▸ Teks Bacaan:
┏━━

Jakarta, ICMES. Sekretaris Jenderal Hizbullah Lebanon, Syeikh Naim Qassem, memastikan Israel pada akhirnya akan jatuh di depan ketangguhan para pejuang perlawanan.

Kepala Staf Angkatan Bersenjata Iran, Mayjen Abdolrahim Mousavi, menyatakan kepuasannya atas peningkatan daya tangkal (deterensi) pertahanan Iran, dan menekankan bahwa kesiapan tempur telah mencegah musuh melancarkan serangan baru terhadap negara republik Islam ini.
Kepala Organisasi Energi Atom Iran, Mohammad Eslami, menekankan bahwa dimulainya kembali inspeksi secara penuh di fasilitas-fasilitas Iran bergantung pada penerapan langkah-langkah khusus untuk menjamin keamanan fasilitas nuklir Iran setelah serangan AS dan Zionis beberapa waktu lalu. Dia menilai kewajiban inspeksi tidak ada artinya jika tidak disertai dengan penghormatan terhadap hak-hak negara.

┗━━

[Baris dari sebuah dataset]
┏━━

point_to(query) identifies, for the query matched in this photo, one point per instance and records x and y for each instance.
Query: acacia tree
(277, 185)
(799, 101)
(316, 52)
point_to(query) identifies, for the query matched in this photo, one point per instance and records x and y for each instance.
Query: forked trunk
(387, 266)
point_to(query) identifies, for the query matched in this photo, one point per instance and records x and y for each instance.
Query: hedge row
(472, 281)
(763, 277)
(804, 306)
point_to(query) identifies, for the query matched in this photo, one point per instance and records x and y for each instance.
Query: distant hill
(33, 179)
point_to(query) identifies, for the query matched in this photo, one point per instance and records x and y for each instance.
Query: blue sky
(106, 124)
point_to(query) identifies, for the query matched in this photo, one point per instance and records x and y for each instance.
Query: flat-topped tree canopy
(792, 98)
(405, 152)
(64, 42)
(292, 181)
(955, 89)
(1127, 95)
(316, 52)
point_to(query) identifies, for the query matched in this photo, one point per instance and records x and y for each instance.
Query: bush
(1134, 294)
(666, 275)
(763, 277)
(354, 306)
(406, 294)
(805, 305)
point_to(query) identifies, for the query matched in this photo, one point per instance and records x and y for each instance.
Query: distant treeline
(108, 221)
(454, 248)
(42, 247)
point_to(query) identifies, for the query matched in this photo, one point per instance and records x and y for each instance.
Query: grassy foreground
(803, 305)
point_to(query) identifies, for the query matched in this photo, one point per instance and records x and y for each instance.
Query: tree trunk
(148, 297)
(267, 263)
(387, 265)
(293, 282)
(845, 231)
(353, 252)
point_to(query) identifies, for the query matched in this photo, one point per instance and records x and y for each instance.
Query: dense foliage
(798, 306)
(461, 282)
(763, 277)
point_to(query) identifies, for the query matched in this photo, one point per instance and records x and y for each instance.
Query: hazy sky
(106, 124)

┗━━

▸ Daftar Tugas:
**1.** Jawab pertanyaan berikut berdasarkan teks bacaan tentang pernyataan tokoh Hizbullah dan Iran:
(a) Siapa Sekretaris Jenderal Hizbullah Lebanon?
(b) Apa jabatan Mayjen Abdolrahim Mousavi?
(c) Menurut Mohammad Eslami, dimulainya kembali inspeksi secara penuh di fasilitas-fasilitas Iran bergantung pada apa?
**2.** Saring catatan dan salin setiap baris yang memuat kata "distant".
Catatan ini tidak ada hubungannya dengan teks bacaan.

▸ Jawaban:
**1.**
(a) Syeikh Naim Qassem.
(b) Kepala Staf Angkatan Bersenjata Iran.
(c) Penerapan langkah-langkah khusus untuk menjamin keamanan fasilitas nuklir Iran.

**2.**
Query: distant hill
Query: distant treeline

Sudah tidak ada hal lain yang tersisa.